* DIRECTIONS:
Copy out the stretch of rows from the line containing "[trace] <item>grassy field</item>" through the line containing "M 268 57 L 211", with no changes, and nothing else.

(Excerpts from segmentation records)
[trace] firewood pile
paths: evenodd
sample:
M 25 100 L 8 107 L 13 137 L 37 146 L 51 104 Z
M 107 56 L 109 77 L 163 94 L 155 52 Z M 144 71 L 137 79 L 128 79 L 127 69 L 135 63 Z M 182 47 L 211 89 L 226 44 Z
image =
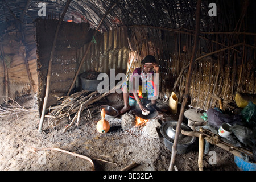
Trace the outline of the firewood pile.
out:
M 71 96 L 65 96 L 59 97 L 53 96 L 57 98 L 57 101 L 60 103 L 53 107 L 48 108 L 45 117 L 53 118 L 51 123 L 49 123 L 47 129 L 54 127 L 61 121 L 61 119 L 69 117 L 71 120 L 71 116 L 75 114 L 71 122 L 63 130 L 63 132 L 66 131 L 76 121 L 76 126 L 79 126 L 81 113 L 92 105 L 102 98 L 104 97 L 109 94 L 109 93 L 105 92 L 100 94 L 98 91 L 91 92 L 88 90 L 82 90 L 76 92 Z

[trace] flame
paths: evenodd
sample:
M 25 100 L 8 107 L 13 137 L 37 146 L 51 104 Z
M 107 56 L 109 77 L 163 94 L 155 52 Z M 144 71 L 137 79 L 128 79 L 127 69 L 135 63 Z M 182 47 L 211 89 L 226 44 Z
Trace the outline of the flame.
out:
M 141 118 L 140 117 L 136 116 L 136 125 L 135 126 L 142 126 L 144 125 L 148 121 L 148 119 L 144 119 L 142 118 Z

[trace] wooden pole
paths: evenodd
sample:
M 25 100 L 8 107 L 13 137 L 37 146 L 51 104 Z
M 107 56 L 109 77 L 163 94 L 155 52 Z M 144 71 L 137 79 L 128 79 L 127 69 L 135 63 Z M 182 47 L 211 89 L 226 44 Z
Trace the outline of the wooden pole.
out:
M 185 107 L 188 101 L 188 98 L 189 95 L 190 90 L 190 84 L 191 82 L 191 75 L 192 72 L 192 69 L 194 66 L 195 60 L 196 59 L 196 54 L 197 50 L 197 46 L 199 42 L 199 25 L 200 20 L 200 10 L 201 10 L 201 0 L 198 0 L 196 5 L 196 31 L 195 32 L 195 42 L 194 46 L 193 47 L 192 56 L 190 61 L 189 68 L 188 69 L 188 72 L 187 75 L 186 80 L 186 87 L 185 89 L 184 98 L 183 101 L 182 102 L 181 107 L 180 109 L 180 115 L 179 116 L 179 119 L 177 124 L 177 127 L 176 129 L 176 134 L 174 138 L 174 144 L 172 147 L 172 155 L 171 158 L 171 162 L 169 166 L 169 171 L 172 171 L 174 165 L 174 162 L 175 160 L 175 156 L 177 154 L 177 146 L 179 139 L 179 135 L 180 134 L 180 126 L 181 125 L 182 121 L 183 120 L 184 113 L 185 111 Z
M 199 129 L 200 132 L 203 132 L 203 129 Z M 198 168 L 199 171 L 203 171 L 203 156 L 204 155 L 204 138 L 202 134 L 199 135 L 199 150 L 198 152 Z
M 8 104 L 9 100 L 9 89 L 8 89 L 8 85 L 9 85 L 9 76 L 8 76 L 8 68 L 7 67 L 6 64 L 5 63 L 5 54 L 3 51 L 3 44 L 2 42 L 2 40 L 0 42 L 0 52 L 2 55 L 2 60 L 3 61 L 3 67 L 4 69 L 3 72 L 3 86 L 4 86 L 4 92 L 5 93 L 5 102 Z
M 104 20 L 104 19 L 106 18 L 106 16 L 108 15 L 108 14 L 109 13 L 109 12 L 111 11 L 111 10 L 112 10 L 112 9 L 115 7 L 115 6 L 117 6 L 117 5 L 118 3 L 119 3 L 119 2 L 121 1 L 121 0 L 119 0 L 116 3 L 115 3 L 114 5 L 112 5 L 112 6 L 110 7 L 110 8 L 108 10 L 107 12 L 106 12 L 106 13 L 105 14 L 104 16 L 102 17 L 102 18 L 101 19 L 101 21 L 100 22 L 99 24 L 98 25 L 98 26 L 96 28 L 96 30 L 95 31 L 95 32 L 93 34 L 93 37 L 94 37 L 96 34 L 97 32 L 98 32 L 98 30 L 100 29 L 100 28 L 101 27 L 103 21 Z M 73 80 L 73 82 L 71 84 L 71 85 L 69 88 L 69 89 L 68 91 L 68 93 L 67 94 L 67 95 L 69 95 L 70 92 L 71 92 L 71 90 L 73 89 L 73 86 L 74 86 L 75 83 L 76 82 L 76 78 L 77 77 L 79 74 L 79 72 L 81 69 L 81 68 L 82 67 L 82 64 L 84 64 L 84 61 L 85 60 L 85 57 L 86 57 L 87 54 L 88 53 L 89 51 L 90 50 L 90 46 L 92 46 L 92 42 L 90 42 L 89 43 L 88 46 L 87 46 L 87 49 L 85 51 L 85 53 L 84 53 L 84 56 L 82 57 L 82 59 L 81 60 L 81 62 L 79 64 L 79 66 L 77 68 L 77 71 L 76 71 L 76 75 L 75 75 L 75 77 L 74 79 Z
M 40 132 L 42 131 L 42 129 L 43 127 L 43 124 L 44 119 L 44 115 L 46 114 L 46 105 L 47 104 L 48 97 L 49 96 L 49 85 L 51 81 L 51 75 L 52 74 L 52 60 L 53 59 L 54 52 L 55 51 L 55 45 L 57 42 L 57 38 L 59 33 L 59 30 L 60 27 L 60 25 L 61 24 L 62 21 L 65 16 L 65 14 L 66 14 L 67 10 L 68 10 L 68 6 L 69 6 L 70 2 L 71 0 L 68 0 L 66 5 L 65 5 L 64 9 L 63 10 L 63 12 L 62 13 L 60 19 L 59 20 L 58 24 L 57 25 L 57 28 L 55 31 L 55 35 L 54 35 L 53 42 L 52 43 L 52 51 L 51 52 L 50 58 L 49 60 L 49 64 L 48 65 L 48 72 L 47 76 L 47 81 L 46 81 L 46 96 L 44 97 L 44 104 L 43 105 L 43 109 L 42 110 L 41 118 L 40 119 L 39 126 L 38 127 L 38 131 Z

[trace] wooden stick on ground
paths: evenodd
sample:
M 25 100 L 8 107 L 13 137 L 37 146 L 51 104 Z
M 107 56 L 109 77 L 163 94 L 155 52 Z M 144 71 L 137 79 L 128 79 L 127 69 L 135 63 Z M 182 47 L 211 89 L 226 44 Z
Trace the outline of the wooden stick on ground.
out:
M 137 166 L 137 165 L 138 165 L 138 164 L 136 162 L 134 162 L 131 164 L 130 164 L 127 166 L 122 168 L 121 171 L 129 171 L 130 169 L 134 168 L 134 167 Z
M 64 150 L 60 149 L 60 148 L 43 148 L 43 149 L 37 149 L 37 148 L 32 147 L 31 150 L 33 151 L 42 151 L 42 150 L 55 150 L 57 151 L 60 151 L 61 152 L 68 154 L 73 155 L 73 156 L 77 156 L 79 158 L 82 158 L 82 159 L 86 159 L 86 160 L 89 161 L 90 162 L 90 163 L 92 164 L 93 171 L 94 170 L 94 164 L 93 163 L 93 162 L 89 158 L 88 158 L 86 156 L 84 156 L 84 155 L 80 155 L 80 154 L 76 154 L 75 152 L 71 152 L 67 150 Z

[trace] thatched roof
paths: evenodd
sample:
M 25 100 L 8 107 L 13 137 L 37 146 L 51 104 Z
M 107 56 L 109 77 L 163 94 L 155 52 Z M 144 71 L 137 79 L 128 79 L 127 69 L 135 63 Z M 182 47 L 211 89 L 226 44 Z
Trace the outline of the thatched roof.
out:
M 67 1 L 3 0 L 1 2 L 0 24 L 2 33 L 8 29 L 14 19 L 31 23 L 39 17 L 39 3 L 46 4 L 46 18 L 59 18 Z M 195 0 L 76 0 L 72 1 L 64 18 L 76 23 L 89 22 L 96 28 L 110 7 L 118 2 L 103 23 L 101 31 L 109 31 L 123 25 L 147 25 L 170 28 L 195 30 Z M 210 17 L 209 4 L 217 5 L 217 16 Z M 27 6 L 26 6 L 27 5 Z M 255 1 L 203 1 L 201 31 L 255 32 L 256 7 Z M 20 18 L 24 17 L 21 20 Z M 249 18 L 248 18 L 250 17 Z M 42 17 L 43 18 L 43 17 Z M 243 27 L 243 19 L 251 23 Z M 251 26 L 250 26 L 251 25 Z M 241 29 L 243 28 L 243 29 Z

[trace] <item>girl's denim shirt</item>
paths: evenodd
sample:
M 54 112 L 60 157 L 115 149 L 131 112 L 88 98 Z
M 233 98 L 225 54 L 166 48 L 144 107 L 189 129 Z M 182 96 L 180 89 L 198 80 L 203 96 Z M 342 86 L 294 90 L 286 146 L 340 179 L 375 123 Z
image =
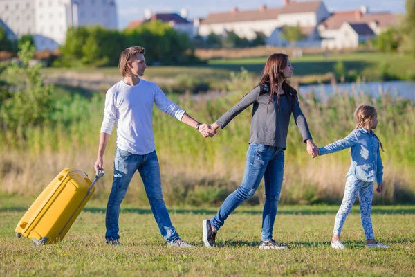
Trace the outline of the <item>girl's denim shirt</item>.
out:
M 372 130 L 369 132 L 362 127 L 353 130 L 344 138 L 319 148 L 320 154 L 334 153 L 350 147 L 351 164 L 346 177 L 354 175 L 364 181 L 382 183 L 383 165 L 379 139 Z

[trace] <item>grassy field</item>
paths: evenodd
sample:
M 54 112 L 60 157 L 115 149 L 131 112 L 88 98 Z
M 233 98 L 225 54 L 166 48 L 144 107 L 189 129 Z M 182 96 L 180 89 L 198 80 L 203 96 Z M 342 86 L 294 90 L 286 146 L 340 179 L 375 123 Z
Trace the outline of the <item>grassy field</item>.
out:
M 98 189 L 100 189 L 98 188 Z M 259 250 L 261 210 L 239 207 L 217 238 L 218 247 L 202 242 L 201 221 L 217 208 L 171 208 L 179 234 L 196 246 L 166 246 L 149 207 L 123 205 L 120 236 L 124 247 L 104 243 L 105 209 L 91 200 L 59 244 L 34 247 L 14 229 L 33 198 L 1 195 L 0 275 L 3 276 L 371 276 L 415 274 L 415 206 L 374 206 L 372 221 L 378 240 L 387 249 L 367 249 L 358 207 L 353 207 L 342 235 L 348 247 L 329 244 L 338 206 L 280 205 L 274 238 L 285 251 Z M 252 224 L 247 224 L 248 222 Z
M 268 57 L 211 60 L 210 67 L 240 70 L 243 66 L 249 71 L 260 73 Z M 343 62 L 347 70 L 354 70 L 358 74 L 367 76 L 369 80 L 378 80 L 383 72 L 390 78 L 401 80 L 415 78 L 415 58 L 408 55 L 382 53 L 356 53 L 352 54 L 333 54 L 327 58 L 322 55 L 305 55 L 292 57 L 294 74 L 304 76 L 310 74 L 325 74 L 333 72 L 338 61 Z
M 252 87 L 241 78 L 239 89 Z M 196 100 L 186 96 L 169 95 L 173 101 L 197 120 L 213 123 L 243 96 L 221 95 Z M 22 195 L 37 195 L 63 168 L 93 171 L 98 132 L 102 120 L 104 96 L 91 98 L 59 92 L 57 110 L 50 115 L 54 123 L 26 127 L 26 138 L 13 136 L 12 130 L 0 134 L 0 190 Z M 315 143 L 320 146 L 344 137 L 353 128 L 353 113 L 361 103 L 375 105 L 379 111 L 377 134 L 385 147 L 382 153 L 385 190 L 376 195 L 377 204 L 414 203 L 415 201 L 415 105 L 388 96 L 375 99 L 365 93 L 349 91 L 325 102 L 312 95 L 302 98 L 302 109 Z M 391 103 L 393 103 L 391 105 Z M 215 205 L 240 184 L 249 140 L 251 108 L 235 118 L 217 136 L 203 138 L 194 129 L 155 109 L 154 130 L 160 162 L 166 202 L 174 205 Z M 104 157 L 107 175 L 100 181 L 104 192 L 112 183 L 112 163 L 116 148 L 114 129 Z M 343 195 L 344 175 L 349 165 L 347 151 L 311 159 L 293 122 L 286 150 L 284 203 L 338 203 Z M 22 159 L 22 157 L 24 159 Z M 301 174 L 299 174 L 299 172 Z M 195 172 L 197 172 L 195 174 Z M 145 193 L 138 176 L 127 195 L 129 203 L 145 204 Z M 260 186 L 251 204 L 264 201 Z M 97 193 L 104 200 L 106 193 Z

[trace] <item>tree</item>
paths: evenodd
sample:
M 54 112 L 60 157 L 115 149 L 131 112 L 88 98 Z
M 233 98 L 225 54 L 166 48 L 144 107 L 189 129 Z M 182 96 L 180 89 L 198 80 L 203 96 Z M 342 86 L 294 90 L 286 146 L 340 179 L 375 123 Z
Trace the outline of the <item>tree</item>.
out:
M 30 46 L 35 46 L 35 41 L 33 40 L 33 36 L 30 34 L 23 35 L 21 37 L 20 37 L 18 45 L 23 45 L 26 42 L 29 42 Z
M 45 85 L 40 74 L 42 64 L 30 65 L 35 46 L 26 41 L 19 46 L 18 57 L 21 66 L 13 63 L 8 68 L 10 86 L 14 86 L 12 96 L 0 109 L 0 120 L 5 130 L 17 136 L 24 143 L 28 127 L 39 125 L 48 120 L 55 108 L 53 86 Z
M 293 47 L 297 42 L 304 39 L 306 37 L 304 35 L 299 26 L 285 26 L 282 28 L 282 37 Z
M 376 37 L 375 44 L 382 52 L 395 52 L 399 47 L 400 35 L 395 26 L 388 28 Z
M 406 0 L 406 15 L 400 26 L 401 50 L 415 56 L 415 0 Z
M 0 51 L 13 51 L 13 43 L 7 37 L 6 30 L 0 27 Z

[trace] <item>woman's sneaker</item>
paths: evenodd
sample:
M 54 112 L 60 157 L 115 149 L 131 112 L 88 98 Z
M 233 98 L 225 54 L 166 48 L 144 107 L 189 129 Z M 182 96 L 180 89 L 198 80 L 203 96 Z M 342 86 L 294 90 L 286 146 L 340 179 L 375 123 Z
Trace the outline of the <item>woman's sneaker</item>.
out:
M 172 247 L 194 247 L 194 245 L 192 245 L 181 240 L 178 240 L 176 242 L 169 243 L 167 244 Z
M 273 239 L 268 241 L 261 240 L 259 244 L 260 249 L 286 249 L 288 247 L 286 245 L 277 242 Z
M 376 242 L 374 244 L 370 244 L 370 243 L 367 243 L 366 244 L 366 247 L 380 247 L 380 248 L 388 248 L 389 245 L 385 245 L 381 244 L 380 242 Z
M 205 245 L 206 247 L 214 247 L 214 240 L 217 233 L 212 231 L 210 220 L 203 220 L 202 227 L 203 228 L 203 242 Z
M 333 242 L 333 240 L 331 241 L 331 247 L 333 249 L 344 249 L 346 248 L 346 247 L 344 246 L 344 244 L 343 244 L 342 243 L 342 242 L 340 242 L 340 240 L 336 240 L 335 242 Z

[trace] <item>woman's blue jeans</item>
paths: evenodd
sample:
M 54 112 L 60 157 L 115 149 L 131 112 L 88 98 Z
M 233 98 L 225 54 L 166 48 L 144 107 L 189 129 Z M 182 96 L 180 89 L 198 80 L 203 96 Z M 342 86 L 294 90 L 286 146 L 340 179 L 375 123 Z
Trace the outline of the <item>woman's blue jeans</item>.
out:
M 264 177 L 266 198 L 262 213 L 261 240 L 268 241 L 273 238 L 273 229 L 284 179 L 284 162 L 283 148 L 251 143 L 246 154 L 242 184 L 226 198 L 218 213 L 212 219 L 213 227 L 219 230 L 229 215 L 254 195 Z

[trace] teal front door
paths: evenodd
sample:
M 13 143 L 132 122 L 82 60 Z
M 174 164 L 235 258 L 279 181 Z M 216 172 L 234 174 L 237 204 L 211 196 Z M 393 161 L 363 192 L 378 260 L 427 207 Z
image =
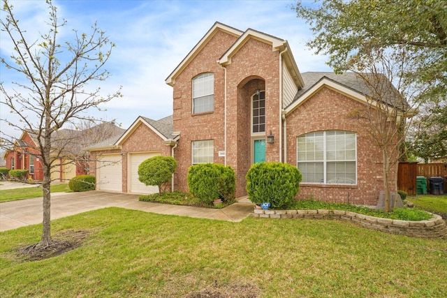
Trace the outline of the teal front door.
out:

* THE RESPONSE:
[trace] <item>grassy field</item>
paths: evenodd
sample:
M 54 112 L 60 157 L 115 149 L 131 112 L 88 98 Z
M 233 98 L 225 54 L 166 48 L 144 107 L 189 129 Z M 182 96 L 180 89 L 198 80 L 203 96 Z M 342 86 L 294 90 L 286 146 L 340 179 L 375 123 Z
Trace the outline of the <item>grassy field</item>.
out:
M 98 189 L 100 189 L 98 188 Z M 259 250 L 261 210 L 239 207 L 217 238 L 218 247 L 202 242 L 201 221 L 217 208 L 171 208 L 179 234 L 196 246 L 166 246 L 149 207 L 123 205 L 120 236 L 124 247 L 104 243 L 105 209 L 91 200 L 59 244 L 34 247 L 14 229 L 33 198 L 1 195 L 0 275 L 3 276 L 371 276 L 415 274 L 415 206 L 374 206 L 372 221 L 378 240 L 387 249 L 367 249 L 358 207 L 353 207 L 342 235 L 348 247 L 329 244 L 338 206 L 280 205 L 274 238 L 285 251 Z M 252 224 L 247 224 L 248 222 Z
M 268 57 L 211 60 L 210 67 L 240 70 L 243 66 L 249 71 L 260 73 Z M 343 62 L 347 70 L 354 70 L 358 74 L 367 76 L 369 80 L 378 80 L 383 72 L 390 78 L 401 80 L 415 78 L 415 58 L 408 55 L 382 53 L 356 53 L 352 54 L 333 54 L 327 58 L 322 55 L 305 55 L 292 57 L 294 74 L 304 76 L 310 74 L 325 74 L 333 72 L 338 61 Z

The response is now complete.